Extrait fourni
┄┄┄┄┄┄┄┄┄┄

Je ne devinais pas sa pensée. Dans la crainte de me tromper, je ne cherchai pas.

Il voulut me reconduire, et je me sentis soulagée d'avoir retrouve, si empressé, cet ami que j'avais abandonné, sans m'inquiéter du mal que je pouvais lui faire.

Je répétai aux Folies avec Lassagne, acteur très-aimé du public; évidemment, il avait du talent, mais il en était trop sûr; il ne parlait de rien moins que d'ouvrir un cours, afin de donner des leçons, des conseils à Bouffé, à Arnal, à Odry.

Il ne m'aidait jamais en jouant; il profitait de mon embarras en scène pour me jouer des tours; il ajoutait à son rôle. Je n'avais pas la réplique, et je ne savais que devenir. Pour produire un effet, il aurait fait siffler son meilleur ami.

Tout le monde le connaissait; on le tenait à distance. Il était aimé de peu de personnes. Souvent, M. Mouriez lui parlait durement; Mme Odry, le pria bien des fois de cesser ce qu'elle appelait ses cascades, sous peine de le faire mettre à l'amende.

Il y avait, parmi les femmes, Angélina Legros; elle était là depuis quinze ou seize ans et commençait à être trop marquée pour jouer son emploi.

Dans chaque débutante elle voyait une rivale et ne la ménageait pas. Je débutai précisément par un de ses rôles; j'avais besoin de me faire des amies dans le théâtre, et j'avais eu la naïveté de compter sur elle; mais je renonçai bien vite à cette illusion.

Je frappai à d'autres portes: j'entrai chez Dinah, jolie petite brune, un peu bamban; je ne fus pas longtemps à m'apercevoir de ses défauts. Elle avait toutes les petites faiblesses de l'enfance. Je passai à Duplessis: celle-là était nulle. Il restait une voisine, Frenex, extraordinaire créature, petite, maigre à lui compter les côtes, blond et rouge mêlés, un nez comme il y en a peu, des dents comme il est aise de s'en procurer pour son argent, la bouche grande, les cils et les sourcils blond albinos; le tout peint en noir, blanc et rouge, était passable. Elle avait de l'esprit, elle était mignonne, distinguée, bonne actrice, capricieuse et coquette.

┄┄┄┄┄┄┄┄┄┄

Données extraites
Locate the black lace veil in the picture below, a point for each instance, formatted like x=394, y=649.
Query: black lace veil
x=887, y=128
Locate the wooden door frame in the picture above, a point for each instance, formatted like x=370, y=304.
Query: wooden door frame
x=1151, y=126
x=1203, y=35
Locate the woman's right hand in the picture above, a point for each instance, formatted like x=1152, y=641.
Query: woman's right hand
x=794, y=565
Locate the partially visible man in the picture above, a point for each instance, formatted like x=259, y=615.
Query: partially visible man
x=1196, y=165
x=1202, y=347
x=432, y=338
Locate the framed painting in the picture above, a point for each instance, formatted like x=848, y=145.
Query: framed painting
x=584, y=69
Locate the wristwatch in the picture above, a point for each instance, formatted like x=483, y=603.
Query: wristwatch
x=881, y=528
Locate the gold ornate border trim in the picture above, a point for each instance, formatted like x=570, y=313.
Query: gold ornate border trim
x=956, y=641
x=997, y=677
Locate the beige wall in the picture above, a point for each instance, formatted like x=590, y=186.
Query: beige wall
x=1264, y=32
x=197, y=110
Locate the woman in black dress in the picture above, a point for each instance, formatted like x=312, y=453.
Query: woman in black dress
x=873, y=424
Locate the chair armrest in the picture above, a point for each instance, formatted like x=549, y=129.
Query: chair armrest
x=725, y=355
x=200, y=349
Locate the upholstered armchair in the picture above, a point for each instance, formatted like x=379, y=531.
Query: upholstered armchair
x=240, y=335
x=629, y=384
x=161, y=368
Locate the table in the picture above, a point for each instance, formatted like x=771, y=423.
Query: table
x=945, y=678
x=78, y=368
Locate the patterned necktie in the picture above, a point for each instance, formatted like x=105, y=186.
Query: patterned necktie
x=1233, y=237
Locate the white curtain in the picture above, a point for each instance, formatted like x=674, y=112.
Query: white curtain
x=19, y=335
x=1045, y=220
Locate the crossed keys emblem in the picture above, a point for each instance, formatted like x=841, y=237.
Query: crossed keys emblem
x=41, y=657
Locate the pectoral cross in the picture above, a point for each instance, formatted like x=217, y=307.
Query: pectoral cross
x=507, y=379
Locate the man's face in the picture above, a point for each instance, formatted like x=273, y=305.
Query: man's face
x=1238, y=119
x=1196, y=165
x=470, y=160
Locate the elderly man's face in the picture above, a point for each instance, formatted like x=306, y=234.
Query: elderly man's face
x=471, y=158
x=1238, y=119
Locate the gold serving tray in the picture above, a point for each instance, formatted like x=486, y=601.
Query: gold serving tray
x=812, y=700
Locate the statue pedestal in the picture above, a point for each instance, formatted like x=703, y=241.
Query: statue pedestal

┄┄┄┄┄┄┄┄┄┄

Recopiez l'extrait à partir de « Il voulut me » jusqu'à « mettre à l'amende. » inclus. Les enregistrements n'ont aucun rôle ici.

Réponse écrite
Il voulut me reconduire, et je me sentis soulagée d'avoir retrouve, si empressé, cet ami que j'avais abandonné, sans m'inquiéter du mal que je pouvais lui faire.

Je répétai aux Folies avec Lassagne, acteur très-aimé du public; évidemment, il avait du talent, mais il en était trop sûr; il ne parlait de rien moins que d'ouvrir un cours, afin de donner des leçons, des conseils à Bouffé, à Arnal, à Odry.

Il ne m'aidait jamais en jouant; il profitait de mon embarras en scène pour me jouer des tours; il ajoutait à son rôle. Je n'avais pas la réplique, et je ne savais que devenir. Pour produire un effet, il aurait fait siffler son meilleur ami.

Tout le monde le connaissait; on le tenait à distance. Il était aimé de peu de personnes. Souvent, M. Mouriez lui parlait durement; Mme Odry, le pria bien des fois de cesser ce qu'elle appelait ses cascades, sous peine de le faire mettre à l'amende.